[Dataset records]
§
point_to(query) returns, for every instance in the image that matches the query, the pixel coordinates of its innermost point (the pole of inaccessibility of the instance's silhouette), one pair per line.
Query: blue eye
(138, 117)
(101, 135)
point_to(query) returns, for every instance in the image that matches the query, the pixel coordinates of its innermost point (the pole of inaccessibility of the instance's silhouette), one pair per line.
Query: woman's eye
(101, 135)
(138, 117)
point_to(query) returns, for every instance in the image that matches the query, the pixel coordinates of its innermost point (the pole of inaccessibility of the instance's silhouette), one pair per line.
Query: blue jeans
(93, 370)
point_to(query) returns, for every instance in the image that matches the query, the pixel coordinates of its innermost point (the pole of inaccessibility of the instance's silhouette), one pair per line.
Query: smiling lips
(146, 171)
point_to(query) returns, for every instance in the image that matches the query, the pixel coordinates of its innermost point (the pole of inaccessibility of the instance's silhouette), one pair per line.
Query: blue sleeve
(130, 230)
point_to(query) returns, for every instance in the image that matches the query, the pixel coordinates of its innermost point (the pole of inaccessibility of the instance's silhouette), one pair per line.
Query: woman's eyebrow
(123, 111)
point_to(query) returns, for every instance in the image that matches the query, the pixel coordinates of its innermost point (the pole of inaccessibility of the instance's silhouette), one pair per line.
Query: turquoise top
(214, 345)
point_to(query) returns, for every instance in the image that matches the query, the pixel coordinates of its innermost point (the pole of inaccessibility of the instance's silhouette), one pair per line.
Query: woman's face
§
Quote all the records exactly, please, leaving none out.

point_to(query) returns, for every instance in the image that matches the query, the pixel coordinates of its innermost point (the pole of inaccessibility of the instance's silhouette), one pair per line.
Query: blue eye
(138, 117)
(101, 135)
point_to(query) returns, for every instance in the image that matches the query, the pixel coordinates of its innermost point (the pole of inaccessibility of the instance's silhouette), one pair per line.
Query: woman's eye
(101, 135)
(138, 117)
point_to(query) returns, for every instance in the image that matches the query, the pixel coordinates of its innermost point (the pole of inaccessibility of the instance's silhouette), one pair per line.
Query: blue jeans
(93, 370)
point_to(query) returns, for every instance in the image that matches the query, the pixel coordinates of its innermost point (the pole of inaccessibility of the instance's silhouette), one pair per line.
Query: smiling lips
(146, 171)
point_to(query) returns, for every instance in the image that matches the query, the pixel coordinates of its innermost point (the pole of inaccessibility of the instance's silhouette), one pair per line.
Query: blue sleeve
(130, 230)
point_to(query) returns, for every instance in the image that matches the query, the pixel coordinates of its innermost point (the pole of inaccessibility of the instance's silhouette), one pair per line.
Query: woman's eyebrow
(123, 111)
point_to(query) returns, for every instance in the image that matches the query, the pixel coordinates of its innermost point (the pole of inaccessibility of the instance's silhouette), one pair per line.
Query: turquoise top
(214, 345)
point_to(query) returns, for every instance in the image that matches the query, the pixel coordinates of its innermost point (the pole of inaccessibility of the instance's silhouette), one pair per line.
Query: woman's face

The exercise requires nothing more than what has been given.